La vida es efímera


Así es, la vida se pasa volando, a toda velocidad; todavía recuerdo cuando era niño y pensaba en la inminencia de la llegada del año 2000, ¿cómo será? ¿Habrá naves espaciales surcando el cielo como ovnis? ¿Qué tecnología prevalecerá?

Era la década de los 80, yo era aficionadísimo al fútbol, de los más encarnizados. Oía mucha radio, y me encantaba la televisión que tocaba ver por tandas porque en aquella época los dos canales solo transmitían en unos horarios.

Mientras pateaba el balón contra una pared que había en el jardín de la casa donde vivía, pensaba en ese año, en el 2000.

Y ya llegó el año 2000 y ya pasó, ahora estamos en el 2016, un número o fecha como de ciencia ficción. Las películas futuristas de los años 80 ubicaban las historias por estas épocas (año 2010, año 2020, etc). Pues estamos en el 2016, como si esto fuera un filme de ciencia ficción. El tiempo se pasa volando; yo era un niño que jugaba con el balón en el patio de mi casa, hasta hace poco –o por lo menos eso piensa mi mente-. Mis amigos de infancia y de adolescencia ya son padres de familia, muchos de ellos tienen canas y algunos otros tienen calvicie prematura.

• • • • •

§ **REQUISITOS DEL EJERCICIO**
Reescribe un fragmento del texto sobre lo efímero de la vida, sustituyendo "ciencia ficción" por "fantasía". Comienza en las palabras que contienen "Y ya llegó el" y detente después de "tienen calvicie prematura.". Utiliza únicamente el texto sobre lo efímero de la vida.

§ **DATOS PROPORCIONADOS**
• • • • •

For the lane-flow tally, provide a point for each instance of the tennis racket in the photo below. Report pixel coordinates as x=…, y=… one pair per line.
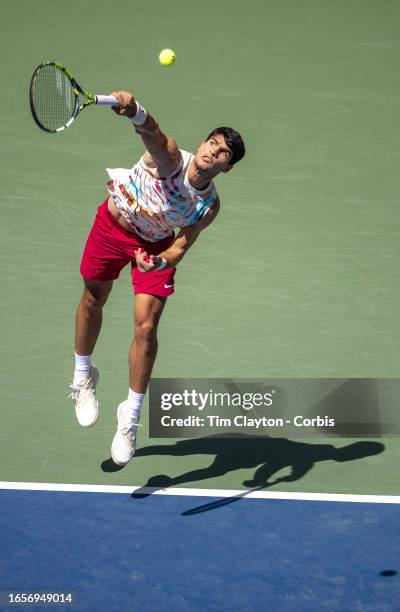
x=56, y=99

• • • • •

§ **RESULTADO DEL EJERCICIO**
Y ya llegó el año 2000 y ya pasó, ahora estamos en el 2016, un número o fecha como de fantasía. Las películas futuristas de los años 80 ubicaban las historias por estas épocas (año 2010, año 2020, etc). Pues estamos en el 2016, como si esto fuera un filme de fantasía. El tiempo se pasa volando; yo era un niño que jugaba con el balón en el patio de mi casa, hasta hace poco –o por lo menos eso piensa mi mente-. Mis amigos de infancia y de adolescencia ya son padres de familia, muchos de ellos tienen canas y algunos otros tienen calvicie prematura.